** begin Data shown **

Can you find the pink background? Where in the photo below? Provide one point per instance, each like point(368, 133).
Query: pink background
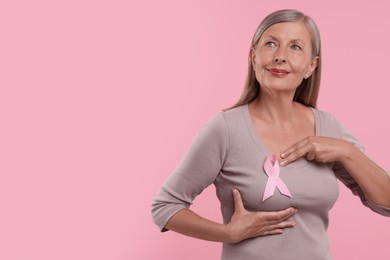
point(99, 101)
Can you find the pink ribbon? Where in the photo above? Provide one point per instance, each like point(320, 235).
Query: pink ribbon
point(272, 169)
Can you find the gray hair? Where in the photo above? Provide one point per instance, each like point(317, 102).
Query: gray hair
point(307, 92)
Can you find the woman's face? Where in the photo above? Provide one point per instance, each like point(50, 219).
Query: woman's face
point(282, 58)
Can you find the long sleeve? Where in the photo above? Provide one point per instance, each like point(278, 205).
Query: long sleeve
point(349, 181)
point(198, 169)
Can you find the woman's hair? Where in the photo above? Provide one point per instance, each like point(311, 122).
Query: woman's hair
point(307, 92)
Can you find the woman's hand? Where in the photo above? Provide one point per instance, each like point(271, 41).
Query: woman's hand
point(245, 224)
point(321, 149)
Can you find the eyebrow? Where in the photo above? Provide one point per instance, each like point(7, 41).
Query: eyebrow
point(293, 40)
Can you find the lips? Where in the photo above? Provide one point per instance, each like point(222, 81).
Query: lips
point(278, 72)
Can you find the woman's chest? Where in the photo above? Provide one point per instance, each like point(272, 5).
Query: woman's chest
point(310, 185)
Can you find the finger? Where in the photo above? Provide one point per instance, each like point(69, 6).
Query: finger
point(273, 232)
point(278, 229)
point(238, 205)
point(310, 156)
point(282, 225)
point(294, 147)
point(294, 153)
point(279, 216)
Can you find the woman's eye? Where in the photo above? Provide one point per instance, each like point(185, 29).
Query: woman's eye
point(296, 47)
point(270, 44)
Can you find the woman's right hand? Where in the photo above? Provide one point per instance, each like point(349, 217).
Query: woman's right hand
point(245, 224)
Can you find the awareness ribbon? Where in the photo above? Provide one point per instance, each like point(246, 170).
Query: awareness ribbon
point(272, 169)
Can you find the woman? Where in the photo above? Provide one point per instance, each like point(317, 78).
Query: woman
point(273, 157)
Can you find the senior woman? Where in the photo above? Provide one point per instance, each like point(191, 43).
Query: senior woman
point(273, 157)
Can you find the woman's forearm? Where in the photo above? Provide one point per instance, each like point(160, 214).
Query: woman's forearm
point(372, 179)
point(189, 223)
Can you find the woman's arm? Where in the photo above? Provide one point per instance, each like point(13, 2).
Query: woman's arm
point(243, 224)
point(372, 179)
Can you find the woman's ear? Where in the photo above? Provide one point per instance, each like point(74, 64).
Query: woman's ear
point(253, 58)
point(313, 66)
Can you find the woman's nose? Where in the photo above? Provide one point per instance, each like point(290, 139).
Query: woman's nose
point(279, 56)
point(279, 59)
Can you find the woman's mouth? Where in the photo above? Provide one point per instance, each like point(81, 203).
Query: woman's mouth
point(278, 72)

** end Data shown **

> **Work to do**: Reproduce all of the data above with every "Query" replaced by "Target" and nothing else altered. Leave the pictures out.

> **Task result**:
Can you find the pink background? Where in the photo below? Provide one point per instance, each like point(368, 133).
Target: pink background
point(99, 101)
Can you find the pink ribbon? Where in the photo above? Provide one point per instance, each like point(320, 235).
Target: pink ribbon
point(272, 169)
Can you find the gray hair? Where in the photo above? Provide one point per instance, each like point(317, 102).
Target: gray hair
point(307, 92)
Can you find the woman's face? Where in the photo above? Provide one point per instance, each like point(50, 219).
Target: woman's face
point(282, 58)
Can you find the long sleeve? Where in the photo above? Provide one point per instance, each like point(278, 205).
Target: long sleeve
point(349, 181)
point(198, 169)
Can you find the woman's hair? Where in the photo above? Provide one point per instance, each like point(311, 122).
Target: woman's hair
point(307, 92)
Can you find the woman's hand? Where in the photo above? Provide one point per instance, each like point(271, 41).
Target: woman's hand
point(245, 224)
point(321, 149)
Can you find the eyebrow? Where in the photo above? Provide one point per instance, each like point(7, 41).
Target: eyebrow
point(293, 40)
Can you find the lips? Where in the photo above? Provide one point per instance, each like point(222, 81).
Target: lips
point(278, 72)
Can you find the woman's chest? Where in the photo above? Provide one point per instance, each like point(272, 5).
Target: woman's chest
point(310, 185)
Can you find the finger? Where in the photo above? Provide one point per instance, each like point(69, 6).
Target: finger
point(273, 232)
point(278, 229)
point(238, 205)
point(310, 156)
point(282, 225)
point(294, 147)
point(294, 153)
point(279, 216)
Can you find the woman's eye? Where in the photo above? Provide one point per instance, each like point(185, 29).
Target: woman's eye
point(296, 47)
point(270, 44)
Can you find the woman's right hand? Where in the photo above? Provide one point per instance, each like point(349, 217).
Target: woman's right hand
point(245, 224)
Can you find the awareness ribbon? Where in the photo above? Provide one point per instance, each like point(246, 170).
Target: awareness ribbon
point(272, 169)
Can you find the woman? Where in the photo above? Provide one point per instance, each like point(317, 78).
Target: woman
point(273, 157)
Can you find the senior woman? Where in the photo above? Provide one point per instance, each like point(191, 43).
Target: senior woman
point(273, 157)
Can you find the woman's forearm? Where in the photo above? Provide one point per instance, each like point(160, 214).
Target: woman's forearm
point(372, 179)
point(189, 223)
Can you find the woman's arm? Where in the photo above? Provide one point per instance, each like point(13, 2).
Target: woman's arm
point(243, 224)
point(372, 179)
Can you find the woman's ear? Where in the photo above? Provide one point per instance, each like point(74, 64).
Target: woman's ear
point(253, 58)
point(313, 66)
Can you find the woman's nose? Where in the photo above? Provide one point per instance, each like point(290, 139).
Target: woman's nose
point(279, 56)
point(279, 59)
Can you find the woman's mouth? Where in the photo above? Provide one point per instance, each like point(81, 203).
Target: woman's mouth
point(278, 72)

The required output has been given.